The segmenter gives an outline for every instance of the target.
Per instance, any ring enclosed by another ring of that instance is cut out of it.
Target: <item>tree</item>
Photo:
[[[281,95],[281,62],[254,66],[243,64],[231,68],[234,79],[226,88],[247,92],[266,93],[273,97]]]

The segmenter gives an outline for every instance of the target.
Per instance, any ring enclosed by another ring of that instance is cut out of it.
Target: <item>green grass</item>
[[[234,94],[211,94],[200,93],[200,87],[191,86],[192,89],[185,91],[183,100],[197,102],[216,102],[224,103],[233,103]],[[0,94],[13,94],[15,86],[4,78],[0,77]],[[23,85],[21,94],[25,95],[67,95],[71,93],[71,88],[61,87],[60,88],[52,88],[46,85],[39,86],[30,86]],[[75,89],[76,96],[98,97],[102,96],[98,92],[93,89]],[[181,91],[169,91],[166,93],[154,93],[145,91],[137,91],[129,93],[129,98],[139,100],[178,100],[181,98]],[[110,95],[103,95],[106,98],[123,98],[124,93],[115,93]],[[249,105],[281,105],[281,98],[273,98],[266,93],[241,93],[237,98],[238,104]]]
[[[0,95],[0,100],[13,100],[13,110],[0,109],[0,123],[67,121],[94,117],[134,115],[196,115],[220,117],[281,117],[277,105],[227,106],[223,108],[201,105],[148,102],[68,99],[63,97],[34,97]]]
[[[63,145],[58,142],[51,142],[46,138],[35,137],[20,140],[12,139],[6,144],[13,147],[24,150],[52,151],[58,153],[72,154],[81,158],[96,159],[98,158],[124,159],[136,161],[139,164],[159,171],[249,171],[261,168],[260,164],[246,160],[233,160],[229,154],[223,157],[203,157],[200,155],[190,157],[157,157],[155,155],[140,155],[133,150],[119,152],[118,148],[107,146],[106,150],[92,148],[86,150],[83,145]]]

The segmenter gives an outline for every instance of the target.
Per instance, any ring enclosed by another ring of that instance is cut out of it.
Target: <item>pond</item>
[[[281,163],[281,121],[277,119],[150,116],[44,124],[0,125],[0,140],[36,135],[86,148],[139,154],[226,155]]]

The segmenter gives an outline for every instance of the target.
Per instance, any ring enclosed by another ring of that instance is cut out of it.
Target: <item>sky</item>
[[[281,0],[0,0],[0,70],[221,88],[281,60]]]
...
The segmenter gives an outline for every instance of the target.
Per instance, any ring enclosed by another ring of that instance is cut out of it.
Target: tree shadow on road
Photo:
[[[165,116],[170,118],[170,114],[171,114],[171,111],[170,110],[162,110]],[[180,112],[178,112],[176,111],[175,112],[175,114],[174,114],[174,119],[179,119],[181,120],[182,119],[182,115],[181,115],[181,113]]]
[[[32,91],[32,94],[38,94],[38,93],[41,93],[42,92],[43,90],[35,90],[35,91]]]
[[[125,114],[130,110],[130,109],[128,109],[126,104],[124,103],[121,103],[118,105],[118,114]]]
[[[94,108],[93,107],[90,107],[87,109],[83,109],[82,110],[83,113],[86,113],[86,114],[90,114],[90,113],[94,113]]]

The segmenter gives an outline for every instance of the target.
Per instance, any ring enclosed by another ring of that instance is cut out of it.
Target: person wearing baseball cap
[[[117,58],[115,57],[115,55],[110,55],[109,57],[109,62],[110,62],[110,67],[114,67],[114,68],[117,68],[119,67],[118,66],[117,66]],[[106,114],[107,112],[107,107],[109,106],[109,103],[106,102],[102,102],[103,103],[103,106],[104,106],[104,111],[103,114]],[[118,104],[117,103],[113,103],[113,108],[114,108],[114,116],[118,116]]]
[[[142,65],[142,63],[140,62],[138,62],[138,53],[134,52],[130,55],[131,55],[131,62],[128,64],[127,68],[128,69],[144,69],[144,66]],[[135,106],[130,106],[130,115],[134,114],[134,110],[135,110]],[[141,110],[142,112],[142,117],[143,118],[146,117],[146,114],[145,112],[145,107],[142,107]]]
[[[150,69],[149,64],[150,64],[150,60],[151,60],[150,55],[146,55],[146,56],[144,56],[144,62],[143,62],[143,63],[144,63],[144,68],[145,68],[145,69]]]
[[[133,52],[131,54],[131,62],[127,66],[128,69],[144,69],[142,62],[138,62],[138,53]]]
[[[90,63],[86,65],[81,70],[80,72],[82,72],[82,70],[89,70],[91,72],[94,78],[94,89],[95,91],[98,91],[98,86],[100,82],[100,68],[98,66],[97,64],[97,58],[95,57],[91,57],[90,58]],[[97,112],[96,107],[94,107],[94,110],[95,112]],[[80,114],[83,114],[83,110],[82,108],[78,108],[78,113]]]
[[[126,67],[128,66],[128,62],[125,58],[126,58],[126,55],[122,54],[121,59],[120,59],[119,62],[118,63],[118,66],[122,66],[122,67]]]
* * *
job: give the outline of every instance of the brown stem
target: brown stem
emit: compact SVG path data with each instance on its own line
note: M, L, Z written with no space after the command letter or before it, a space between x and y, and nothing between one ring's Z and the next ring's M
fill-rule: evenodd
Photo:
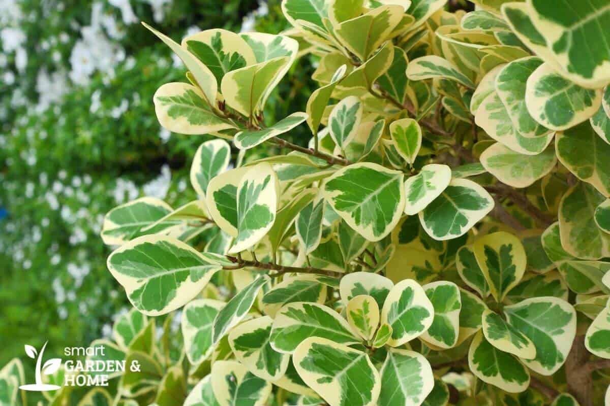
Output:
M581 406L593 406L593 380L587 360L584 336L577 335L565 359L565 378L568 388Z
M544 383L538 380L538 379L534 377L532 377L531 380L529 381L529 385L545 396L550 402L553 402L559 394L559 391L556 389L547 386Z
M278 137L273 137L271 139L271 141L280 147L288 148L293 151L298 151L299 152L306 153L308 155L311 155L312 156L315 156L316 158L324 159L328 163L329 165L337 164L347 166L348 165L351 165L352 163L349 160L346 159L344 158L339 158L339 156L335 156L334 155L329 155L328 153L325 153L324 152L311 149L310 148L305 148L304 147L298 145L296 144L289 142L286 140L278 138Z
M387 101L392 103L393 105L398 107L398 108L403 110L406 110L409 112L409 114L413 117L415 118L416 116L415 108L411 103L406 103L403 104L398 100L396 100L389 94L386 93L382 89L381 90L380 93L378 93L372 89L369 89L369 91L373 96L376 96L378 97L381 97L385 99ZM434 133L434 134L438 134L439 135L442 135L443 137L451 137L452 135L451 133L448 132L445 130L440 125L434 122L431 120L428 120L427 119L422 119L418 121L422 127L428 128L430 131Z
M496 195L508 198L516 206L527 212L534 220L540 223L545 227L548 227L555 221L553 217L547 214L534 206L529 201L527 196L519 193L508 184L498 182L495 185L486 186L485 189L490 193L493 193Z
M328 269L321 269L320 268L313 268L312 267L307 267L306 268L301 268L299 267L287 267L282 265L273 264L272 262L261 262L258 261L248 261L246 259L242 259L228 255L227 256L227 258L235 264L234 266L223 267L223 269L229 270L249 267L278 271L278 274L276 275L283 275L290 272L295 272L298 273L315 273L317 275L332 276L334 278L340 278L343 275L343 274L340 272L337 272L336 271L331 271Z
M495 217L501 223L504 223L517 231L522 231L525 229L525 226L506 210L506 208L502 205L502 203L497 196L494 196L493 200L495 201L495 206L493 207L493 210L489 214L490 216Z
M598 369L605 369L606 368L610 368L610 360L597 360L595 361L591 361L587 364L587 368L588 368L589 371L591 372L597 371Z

WORK REQUIRED
Pull out each line from the entries above that contains the word "brown".

TASK RESULT
job: give the outline of every instance of the brown stem
target: brown stem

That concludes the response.